Restate exactly the lines below, from the one containing "# point at: curb" through the final line, and leave out the pictures.

Dataset excerpt:
## start

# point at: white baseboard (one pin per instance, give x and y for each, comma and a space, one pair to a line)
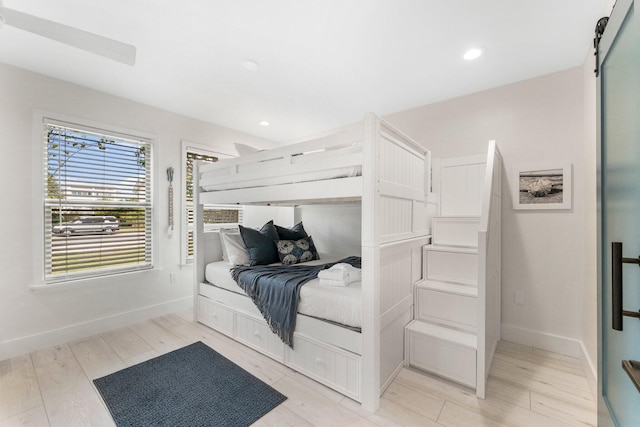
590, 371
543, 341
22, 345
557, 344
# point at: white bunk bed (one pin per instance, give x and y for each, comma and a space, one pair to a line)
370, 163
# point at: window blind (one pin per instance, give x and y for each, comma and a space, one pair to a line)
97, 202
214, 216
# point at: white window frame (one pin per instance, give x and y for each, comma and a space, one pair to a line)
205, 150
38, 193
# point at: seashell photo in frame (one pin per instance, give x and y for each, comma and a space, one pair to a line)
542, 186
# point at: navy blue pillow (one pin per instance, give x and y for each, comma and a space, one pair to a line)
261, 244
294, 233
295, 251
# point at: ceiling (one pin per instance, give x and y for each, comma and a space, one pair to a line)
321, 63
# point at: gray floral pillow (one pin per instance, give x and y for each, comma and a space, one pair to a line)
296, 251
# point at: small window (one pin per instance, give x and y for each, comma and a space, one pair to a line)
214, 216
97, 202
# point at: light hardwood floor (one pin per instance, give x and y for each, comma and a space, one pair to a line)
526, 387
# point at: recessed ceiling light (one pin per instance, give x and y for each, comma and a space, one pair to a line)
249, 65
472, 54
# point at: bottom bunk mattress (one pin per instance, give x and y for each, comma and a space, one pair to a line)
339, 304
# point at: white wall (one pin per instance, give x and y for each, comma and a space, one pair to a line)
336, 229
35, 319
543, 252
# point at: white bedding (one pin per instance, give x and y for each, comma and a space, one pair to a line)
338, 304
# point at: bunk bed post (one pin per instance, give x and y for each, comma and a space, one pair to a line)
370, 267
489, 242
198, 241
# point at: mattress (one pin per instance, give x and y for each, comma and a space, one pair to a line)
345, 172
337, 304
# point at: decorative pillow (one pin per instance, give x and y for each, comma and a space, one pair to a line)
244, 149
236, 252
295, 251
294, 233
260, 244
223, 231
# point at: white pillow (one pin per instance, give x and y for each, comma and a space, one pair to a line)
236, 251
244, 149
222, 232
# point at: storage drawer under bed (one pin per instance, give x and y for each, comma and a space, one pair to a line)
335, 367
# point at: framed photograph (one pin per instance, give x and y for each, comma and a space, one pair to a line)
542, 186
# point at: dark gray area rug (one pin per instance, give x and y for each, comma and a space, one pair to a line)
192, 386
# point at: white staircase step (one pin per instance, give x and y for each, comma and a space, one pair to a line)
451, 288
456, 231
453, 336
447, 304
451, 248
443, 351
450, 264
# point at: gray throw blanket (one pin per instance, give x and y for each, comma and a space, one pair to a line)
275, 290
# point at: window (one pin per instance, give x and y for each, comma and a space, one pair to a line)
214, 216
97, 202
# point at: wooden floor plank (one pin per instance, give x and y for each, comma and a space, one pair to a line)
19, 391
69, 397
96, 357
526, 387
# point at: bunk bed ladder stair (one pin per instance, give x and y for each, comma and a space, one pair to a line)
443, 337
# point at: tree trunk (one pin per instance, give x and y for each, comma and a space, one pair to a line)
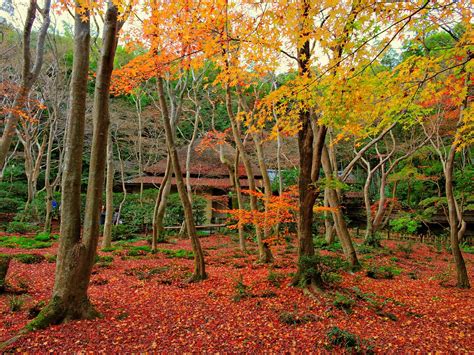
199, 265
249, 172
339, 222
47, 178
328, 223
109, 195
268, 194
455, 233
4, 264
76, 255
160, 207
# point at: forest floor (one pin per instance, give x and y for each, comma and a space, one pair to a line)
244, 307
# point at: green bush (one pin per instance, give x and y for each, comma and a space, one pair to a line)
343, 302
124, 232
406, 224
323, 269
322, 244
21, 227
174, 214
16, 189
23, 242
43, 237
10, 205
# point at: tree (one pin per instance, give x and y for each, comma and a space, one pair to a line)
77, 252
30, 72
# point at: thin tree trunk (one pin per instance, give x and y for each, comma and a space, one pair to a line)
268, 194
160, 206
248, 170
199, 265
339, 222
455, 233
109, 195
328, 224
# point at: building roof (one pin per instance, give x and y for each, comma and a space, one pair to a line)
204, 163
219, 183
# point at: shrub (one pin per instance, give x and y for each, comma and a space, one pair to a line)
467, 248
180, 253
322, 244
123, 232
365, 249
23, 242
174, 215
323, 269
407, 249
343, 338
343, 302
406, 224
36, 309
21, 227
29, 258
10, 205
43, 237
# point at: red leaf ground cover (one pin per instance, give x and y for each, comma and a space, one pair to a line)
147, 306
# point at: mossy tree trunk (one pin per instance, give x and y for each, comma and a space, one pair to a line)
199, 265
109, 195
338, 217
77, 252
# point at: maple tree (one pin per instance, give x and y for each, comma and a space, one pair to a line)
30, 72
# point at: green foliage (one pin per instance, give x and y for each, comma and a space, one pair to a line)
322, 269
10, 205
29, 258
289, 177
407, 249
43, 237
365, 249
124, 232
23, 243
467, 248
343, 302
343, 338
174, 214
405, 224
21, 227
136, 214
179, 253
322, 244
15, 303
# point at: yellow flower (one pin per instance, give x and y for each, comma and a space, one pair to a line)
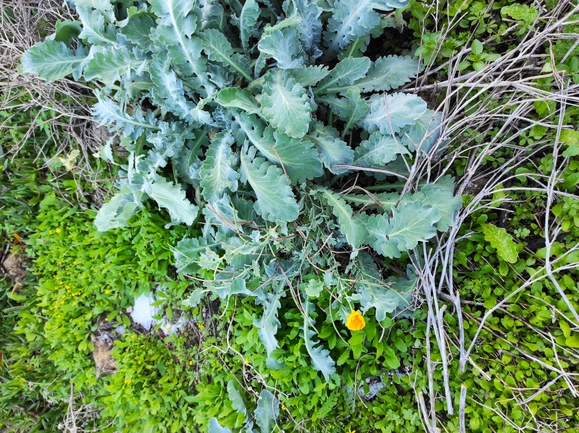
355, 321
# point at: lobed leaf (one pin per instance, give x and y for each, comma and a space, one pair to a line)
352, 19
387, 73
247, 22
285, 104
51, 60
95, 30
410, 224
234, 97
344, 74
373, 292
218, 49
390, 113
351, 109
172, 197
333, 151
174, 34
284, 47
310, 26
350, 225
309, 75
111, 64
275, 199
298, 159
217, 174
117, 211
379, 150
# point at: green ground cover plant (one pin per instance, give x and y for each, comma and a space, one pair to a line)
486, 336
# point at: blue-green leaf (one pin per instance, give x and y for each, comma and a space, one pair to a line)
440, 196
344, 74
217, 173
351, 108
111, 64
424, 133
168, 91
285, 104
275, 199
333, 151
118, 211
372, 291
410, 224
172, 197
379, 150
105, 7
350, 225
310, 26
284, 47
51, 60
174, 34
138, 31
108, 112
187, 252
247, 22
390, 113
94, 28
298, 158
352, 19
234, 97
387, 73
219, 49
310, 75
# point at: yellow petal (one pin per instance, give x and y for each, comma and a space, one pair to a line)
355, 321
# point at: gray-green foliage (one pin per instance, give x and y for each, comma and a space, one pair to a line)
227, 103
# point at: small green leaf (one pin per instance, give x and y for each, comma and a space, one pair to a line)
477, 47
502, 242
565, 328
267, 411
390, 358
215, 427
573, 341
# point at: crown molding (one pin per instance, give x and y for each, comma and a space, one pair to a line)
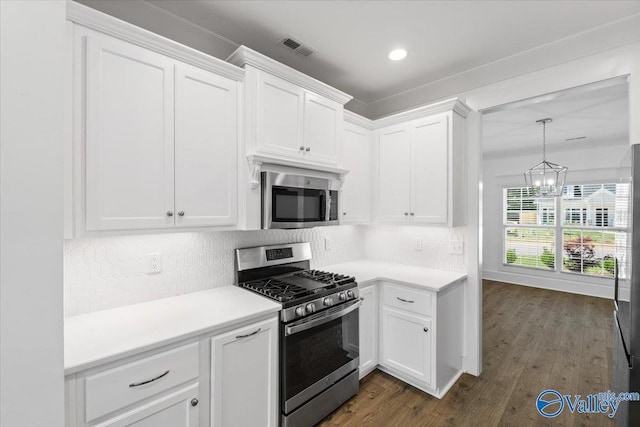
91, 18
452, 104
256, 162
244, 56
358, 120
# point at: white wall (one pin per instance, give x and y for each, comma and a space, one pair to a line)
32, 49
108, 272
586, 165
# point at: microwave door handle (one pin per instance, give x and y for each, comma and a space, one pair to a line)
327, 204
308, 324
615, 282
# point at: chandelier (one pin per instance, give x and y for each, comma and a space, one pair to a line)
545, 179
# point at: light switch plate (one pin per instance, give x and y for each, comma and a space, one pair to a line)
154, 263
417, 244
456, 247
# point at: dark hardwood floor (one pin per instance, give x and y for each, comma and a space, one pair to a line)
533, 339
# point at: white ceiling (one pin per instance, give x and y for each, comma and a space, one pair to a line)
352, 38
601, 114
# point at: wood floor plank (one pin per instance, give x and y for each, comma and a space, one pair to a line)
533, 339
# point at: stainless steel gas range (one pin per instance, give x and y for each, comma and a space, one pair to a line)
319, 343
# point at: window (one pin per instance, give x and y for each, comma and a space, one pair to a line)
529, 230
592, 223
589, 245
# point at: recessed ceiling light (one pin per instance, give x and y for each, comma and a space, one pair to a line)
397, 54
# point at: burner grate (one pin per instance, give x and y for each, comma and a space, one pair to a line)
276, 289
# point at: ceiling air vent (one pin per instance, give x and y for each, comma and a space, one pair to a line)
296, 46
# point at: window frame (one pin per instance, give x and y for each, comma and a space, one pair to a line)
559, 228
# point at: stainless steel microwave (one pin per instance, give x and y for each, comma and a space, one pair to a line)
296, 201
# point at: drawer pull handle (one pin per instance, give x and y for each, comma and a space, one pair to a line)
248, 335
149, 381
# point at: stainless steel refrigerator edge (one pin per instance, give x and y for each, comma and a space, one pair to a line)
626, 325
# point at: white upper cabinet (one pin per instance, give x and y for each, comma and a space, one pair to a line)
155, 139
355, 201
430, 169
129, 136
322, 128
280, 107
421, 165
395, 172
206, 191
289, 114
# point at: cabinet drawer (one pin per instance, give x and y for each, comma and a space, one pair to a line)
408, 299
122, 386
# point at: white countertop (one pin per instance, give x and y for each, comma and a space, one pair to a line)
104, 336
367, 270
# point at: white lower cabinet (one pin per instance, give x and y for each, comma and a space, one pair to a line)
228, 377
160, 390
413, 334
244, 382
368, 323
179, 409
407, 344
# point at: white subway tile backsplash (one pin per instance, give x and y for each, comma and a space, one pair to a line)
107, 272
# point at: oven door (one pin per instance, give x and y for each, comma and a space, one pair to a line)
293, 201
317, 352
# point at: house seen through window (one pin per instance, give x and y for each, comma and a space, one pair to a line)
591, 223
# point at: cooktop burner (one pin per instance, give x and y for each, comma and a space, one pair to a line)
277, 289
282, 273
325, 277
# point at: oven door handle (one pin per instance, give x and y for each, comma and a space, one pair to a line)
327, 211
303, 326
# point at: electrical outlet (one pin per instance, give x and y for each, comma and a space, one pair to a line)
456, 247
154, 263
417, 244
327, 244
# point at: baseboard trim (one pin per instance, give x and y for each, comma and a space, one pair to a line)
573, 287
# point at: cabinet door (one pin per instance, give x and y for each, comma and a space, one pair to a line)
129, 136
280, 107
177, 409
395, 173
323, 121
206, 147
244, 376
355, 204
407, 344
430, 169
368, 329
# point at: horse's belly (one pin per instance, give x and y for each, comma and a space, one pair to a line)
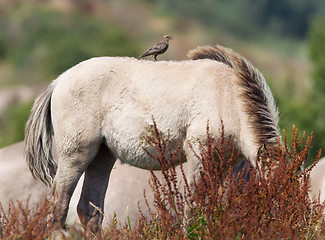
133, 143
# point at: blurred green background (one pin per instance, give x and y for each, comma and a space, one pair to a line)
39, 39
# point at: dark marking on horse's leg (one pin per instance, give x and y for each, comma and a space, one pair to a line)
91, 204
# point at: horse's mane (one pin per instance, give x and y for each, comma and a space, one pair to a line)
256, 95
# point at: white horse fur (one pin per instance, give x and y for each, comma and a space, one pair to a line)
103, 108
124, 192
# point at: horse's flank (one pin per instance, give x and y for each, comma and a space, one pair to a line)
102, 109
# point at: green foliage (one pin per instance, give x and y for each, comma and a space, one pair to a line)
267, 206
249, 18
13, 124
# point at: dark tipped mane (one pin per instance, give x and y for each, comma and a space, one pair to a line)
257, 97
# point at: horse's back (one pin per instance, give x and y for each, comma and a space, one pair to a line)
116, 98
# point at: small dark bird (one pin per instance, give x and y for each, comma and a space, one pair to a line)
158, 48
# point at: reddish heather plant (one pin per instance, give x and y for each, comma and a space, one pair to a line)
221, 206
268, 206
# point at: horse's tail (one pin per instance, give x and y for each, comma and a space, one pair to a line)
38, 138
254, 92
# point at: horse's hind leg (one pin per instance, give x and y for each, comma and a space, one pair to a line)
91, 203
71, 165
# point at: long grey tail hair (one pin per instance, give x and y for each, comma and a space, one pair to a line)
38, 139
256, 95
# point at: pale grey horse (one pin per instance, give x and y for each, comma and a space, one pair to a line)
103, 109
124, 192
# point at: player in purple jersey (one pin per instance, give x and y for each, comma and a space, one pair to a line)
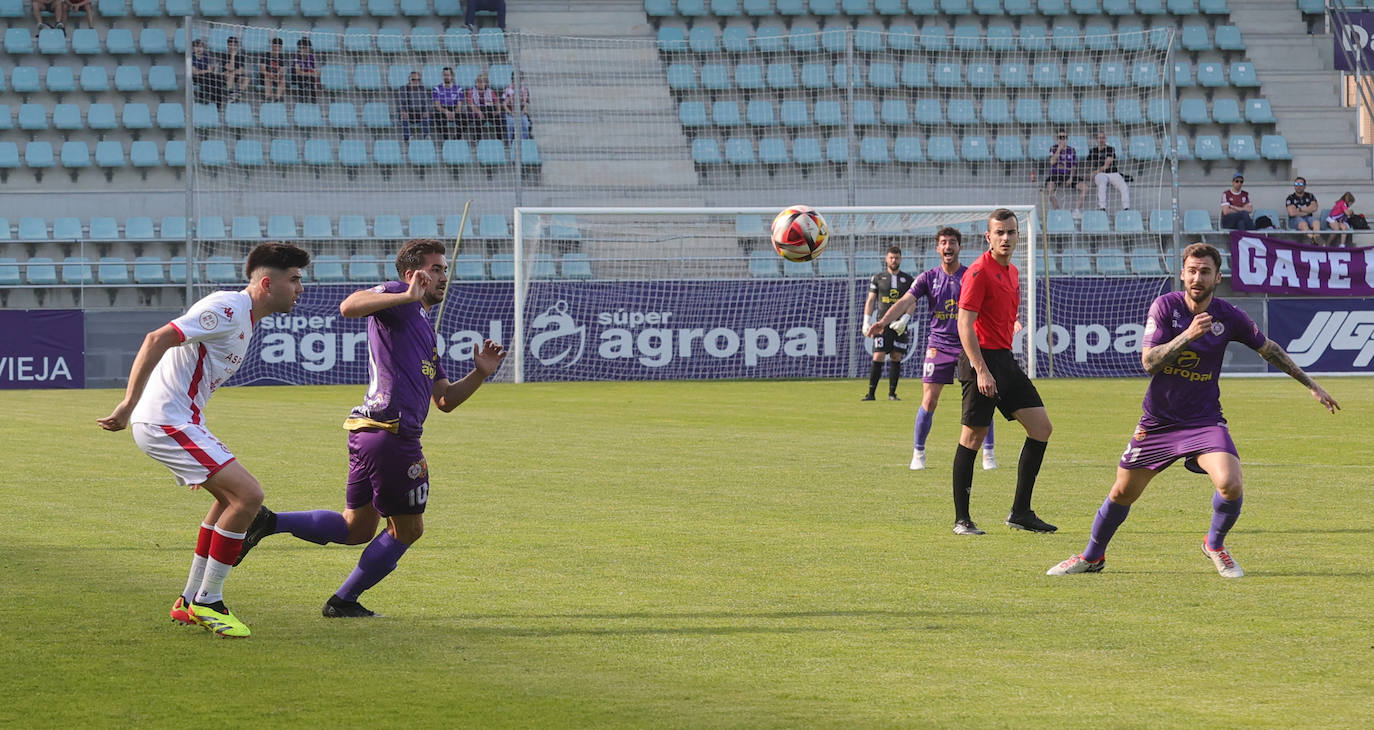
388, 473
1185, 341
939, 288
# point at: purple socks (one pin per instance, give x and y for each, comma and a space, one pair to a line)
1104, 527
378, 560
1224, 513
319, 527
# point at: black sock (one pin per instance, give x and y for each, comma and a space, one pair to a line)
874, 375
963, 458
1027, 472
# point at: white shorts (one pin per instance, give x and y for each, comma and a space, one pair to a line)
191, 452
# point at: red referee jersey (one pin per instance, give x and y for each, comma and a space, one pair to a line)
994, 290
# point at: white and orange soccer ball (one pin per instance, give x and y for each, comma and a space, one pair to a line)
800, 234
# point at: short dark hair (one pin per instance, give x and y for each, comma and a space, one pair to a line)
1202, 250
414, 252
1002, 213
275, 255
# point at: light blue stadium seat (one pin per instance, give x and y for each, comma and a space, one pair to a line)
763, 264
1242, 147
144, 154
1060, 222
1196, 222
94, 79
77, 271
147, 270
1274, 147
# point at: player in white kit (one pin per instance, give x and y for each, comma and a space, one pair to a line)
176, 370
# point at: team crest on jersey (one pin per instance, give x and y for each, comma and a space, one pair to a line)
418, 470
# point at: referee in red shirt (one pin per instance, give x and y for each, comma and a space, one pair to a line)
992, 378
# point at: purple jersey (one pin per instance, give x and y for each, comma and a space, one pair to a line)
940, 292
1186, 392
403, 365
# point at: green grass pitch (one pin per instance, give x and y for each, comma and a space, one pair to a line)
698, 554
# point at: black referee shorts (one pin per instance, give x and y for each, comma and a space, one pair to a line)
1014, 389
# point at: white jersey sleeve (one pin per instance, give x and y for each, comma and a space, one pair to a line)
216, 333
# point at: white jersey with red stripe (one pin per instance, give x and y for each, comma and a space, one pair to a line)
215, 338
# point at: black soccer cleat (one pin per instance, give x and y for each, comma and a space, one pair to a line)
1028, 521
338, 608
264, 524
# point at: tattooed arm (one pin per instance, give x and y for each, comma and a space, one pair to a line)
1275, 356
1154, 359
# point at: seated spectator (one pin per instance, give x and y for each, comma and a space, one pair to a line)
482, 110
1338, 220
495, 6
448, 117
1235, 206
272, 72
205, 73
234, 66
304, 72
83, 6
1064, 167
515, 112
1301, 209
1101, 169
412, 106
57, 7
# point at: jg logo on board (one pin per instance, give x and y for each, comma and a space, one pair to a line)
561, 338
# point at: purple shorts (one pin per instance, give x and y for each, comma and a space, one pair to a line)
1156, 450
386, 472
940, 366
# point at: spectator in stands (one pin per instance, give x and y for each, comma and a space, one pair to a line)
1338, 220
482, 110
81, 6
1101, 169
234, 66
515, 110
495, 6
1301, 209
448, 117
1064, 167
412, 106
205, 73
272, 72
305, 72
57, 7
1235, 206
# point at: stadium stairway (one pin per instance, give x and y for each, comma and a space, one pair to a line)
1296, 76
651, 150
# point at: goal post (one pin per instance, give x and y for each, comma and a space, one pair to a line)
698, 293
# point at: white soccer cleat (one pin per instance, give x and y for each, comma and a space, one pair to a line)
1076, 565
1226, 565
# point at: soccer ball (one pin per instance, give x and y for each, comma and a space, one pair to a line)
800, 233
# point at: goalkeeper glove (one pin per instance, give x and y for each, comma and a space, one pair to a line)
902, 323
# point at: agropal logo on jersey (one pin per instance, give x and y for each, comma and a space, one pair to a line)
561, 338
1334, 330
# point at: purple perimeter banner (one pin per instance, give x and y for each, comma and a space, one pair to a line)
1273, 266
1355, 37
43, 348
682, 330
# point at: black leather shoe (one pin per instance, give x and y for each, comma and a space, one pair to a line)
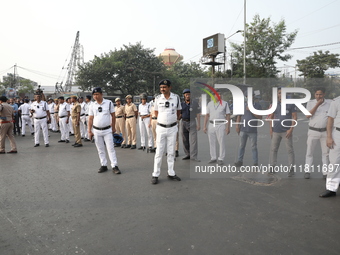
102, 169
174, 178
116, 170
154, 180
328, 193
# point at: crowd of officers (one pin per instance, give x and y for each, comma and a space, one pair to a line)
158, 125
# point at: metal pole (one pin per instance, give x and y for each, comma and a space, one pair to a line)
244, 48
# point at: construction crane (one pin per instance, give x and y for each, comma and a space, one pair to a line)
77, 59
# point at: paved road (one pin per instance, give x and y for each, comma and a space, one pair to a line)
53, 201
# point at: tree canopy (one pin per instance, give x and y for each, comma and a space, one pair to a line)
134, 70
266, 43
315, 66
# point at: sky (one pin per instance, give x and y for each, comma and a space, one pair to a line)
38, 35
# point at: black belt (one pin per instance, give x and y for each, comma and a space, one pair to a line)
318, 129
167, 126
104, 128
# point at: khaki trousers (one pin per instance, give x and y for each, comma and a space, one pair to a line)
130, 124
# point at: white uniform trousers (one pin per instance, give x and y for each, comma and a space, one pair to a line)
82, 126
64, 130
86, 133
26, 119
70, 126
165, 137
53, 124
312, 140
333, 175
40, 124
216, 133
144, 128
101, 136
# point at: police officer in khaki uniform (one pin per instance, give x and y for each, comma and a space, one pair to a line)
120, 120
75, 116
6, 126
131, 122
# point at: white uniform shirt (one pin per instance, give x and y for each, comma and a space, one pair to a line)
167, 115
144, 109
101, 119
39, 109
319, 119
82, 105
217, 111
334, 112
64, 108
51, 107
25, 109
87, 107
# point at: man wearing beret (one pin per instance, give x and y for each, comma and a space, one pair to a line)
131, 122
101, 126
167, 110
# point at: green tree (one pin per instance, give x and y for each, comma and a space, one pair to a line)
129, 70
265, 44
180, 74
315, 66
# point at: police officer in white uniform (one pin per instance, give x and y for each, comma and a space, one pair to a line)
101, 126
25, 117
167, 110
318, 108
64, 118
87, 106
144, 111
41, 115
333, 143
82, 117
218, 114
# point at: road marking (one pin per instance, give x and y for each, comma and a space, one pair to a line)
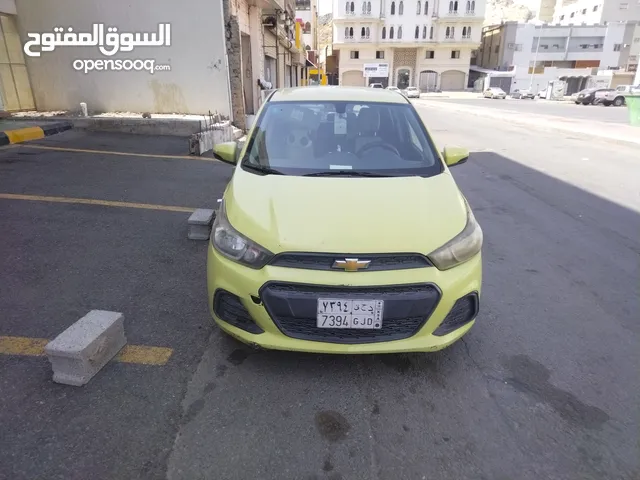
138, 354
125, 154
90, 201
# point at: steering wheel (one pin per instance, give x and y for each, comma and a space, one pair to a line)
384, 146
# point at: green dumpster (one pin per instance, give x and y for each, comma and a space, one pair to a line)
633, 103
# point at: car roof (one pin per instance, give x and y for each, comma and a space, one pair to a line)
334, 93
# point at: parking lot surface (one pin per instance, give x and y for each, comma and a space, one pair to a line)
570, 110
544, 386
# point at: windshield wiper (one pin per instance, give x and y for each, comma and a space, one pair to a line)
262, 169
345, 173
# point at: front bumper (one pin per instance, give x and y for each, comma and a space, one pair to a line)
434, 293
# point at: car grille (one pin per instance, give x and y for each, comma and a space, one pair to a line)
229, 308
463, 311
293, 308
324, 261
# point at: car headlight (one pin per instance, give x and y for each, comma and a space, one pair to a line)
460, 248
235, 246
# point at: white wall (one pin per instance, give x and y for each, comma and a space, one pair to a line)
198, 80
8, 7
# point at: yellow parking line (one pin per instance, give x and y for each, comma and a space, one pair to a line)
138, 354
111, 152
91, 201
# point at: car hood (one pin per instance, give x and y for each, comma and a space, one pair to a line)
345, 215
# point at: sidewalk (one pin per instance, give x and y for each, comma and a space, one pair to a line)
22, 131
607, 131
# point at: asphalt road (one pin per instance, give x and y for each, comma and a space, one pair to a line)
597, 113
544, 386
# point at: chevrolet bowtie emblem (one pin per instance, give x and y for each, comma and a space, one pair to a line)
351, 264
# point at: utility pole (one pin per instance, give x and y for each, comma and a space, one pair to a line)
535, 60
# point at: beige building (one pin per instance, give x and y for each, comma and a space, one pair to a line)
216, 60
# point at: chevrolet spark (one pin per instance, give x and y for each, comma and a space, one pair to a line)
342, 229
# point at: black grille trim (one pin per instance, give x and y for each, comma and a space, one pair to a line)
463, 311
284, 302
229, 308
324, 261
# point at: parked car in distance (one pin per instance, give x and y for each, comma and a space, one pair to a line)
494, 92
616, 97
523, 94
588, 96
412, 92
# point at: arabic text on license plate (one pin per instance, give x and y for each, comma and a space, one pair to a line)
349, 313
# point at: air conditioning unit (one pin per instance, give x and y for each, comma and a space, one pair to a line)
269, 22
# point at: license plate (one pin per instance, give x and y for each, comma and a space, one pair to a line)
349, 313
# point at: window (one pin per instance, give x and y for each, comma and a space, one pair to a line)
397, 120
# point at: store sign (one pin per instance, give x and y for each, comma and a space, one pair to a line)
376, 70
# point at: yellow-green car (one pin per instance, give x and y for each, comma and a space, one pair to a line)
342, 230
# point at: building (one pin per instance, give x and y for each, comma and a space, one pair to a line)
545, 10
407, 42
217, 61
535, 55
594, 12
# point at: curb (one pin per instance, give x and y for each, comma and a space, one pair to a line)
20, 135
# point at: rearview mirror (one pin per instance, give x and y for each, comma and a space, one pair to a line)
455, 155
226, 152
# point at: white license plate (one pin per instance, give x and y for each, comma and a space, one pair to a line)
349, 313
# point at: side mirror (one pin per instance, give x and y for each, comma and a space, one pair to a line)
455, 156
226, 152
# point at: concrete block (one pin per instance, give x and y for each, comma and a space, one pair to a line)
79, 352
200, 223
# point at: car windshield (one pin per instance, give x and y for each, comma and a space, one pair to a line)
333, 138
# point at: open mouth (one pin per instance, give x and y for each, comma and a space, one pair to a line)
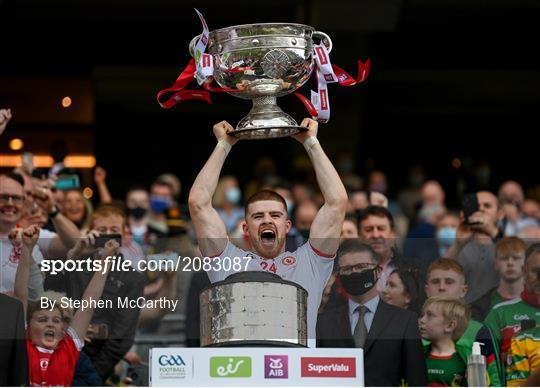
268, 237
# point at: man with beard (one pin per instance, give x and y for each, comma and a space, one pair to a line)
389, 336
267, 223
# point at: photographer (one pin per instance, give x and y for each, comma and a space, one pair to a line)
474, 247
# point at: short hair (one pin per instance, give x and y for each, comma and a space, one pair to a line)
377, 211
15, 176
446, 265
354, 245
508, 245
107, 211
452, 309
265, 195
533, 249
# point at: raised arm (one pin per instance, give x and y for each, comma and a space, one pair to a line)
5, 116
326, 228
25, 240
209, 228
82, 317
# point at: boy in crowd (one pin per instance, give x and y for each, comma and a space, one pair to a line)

## end

== Final answer ==
# point at: curb (one pin per instance, give x and y for each, comma and a space, one pair to a line)
20, 135
# point at: rearview mirror (one pin per instance, give x and y for each, comma and a space, one pair to a line)
455, 155
226, 152
# point at: white license plate (one pin per instance, give x and y for each, comma and a space, one pair to a line)
349, 313
# point at: side mirror (one pin per instance, give x and y for each, comma and a space, one pair to a line)
455, 156
226, 152
# point at: concrete block (one pin per instance, give x and y for each, comma and a space, one pair to a line)
79, 352
200, 223
# point at: car windshield (one pin per instance, give x and y for each, comma and a space, one pair to a line)
333, 138
# point at: open mouth (one pin per instance, give x and y for each, comma and a space, one pair to a line)
268, 237
# point at: man with beard (one pin per instance, give x and y for each, comma and a space, one pair to a line)
389, 336
267, 223
# point at: photographer (one pin per instance, give x and y for each, comma and a space, one pair to a line)
474, 247
# point at: short hair (one pin per instance, give x and y for each, comma and a space, one pair to a line)
377, 211
15, 176
446, 265
354, 245
508, 245
107, 211
452, 309
265, 195
533, 249
# point at: raised arm (one pin per instance, give x and y for each, comma and a space, one pair to a line)
5, 116
326, 228
25, 240
209, 228
82, 317
# point at: boy in crowd (one pin per instance, give x and y for each, comma and a space, one pair to a line)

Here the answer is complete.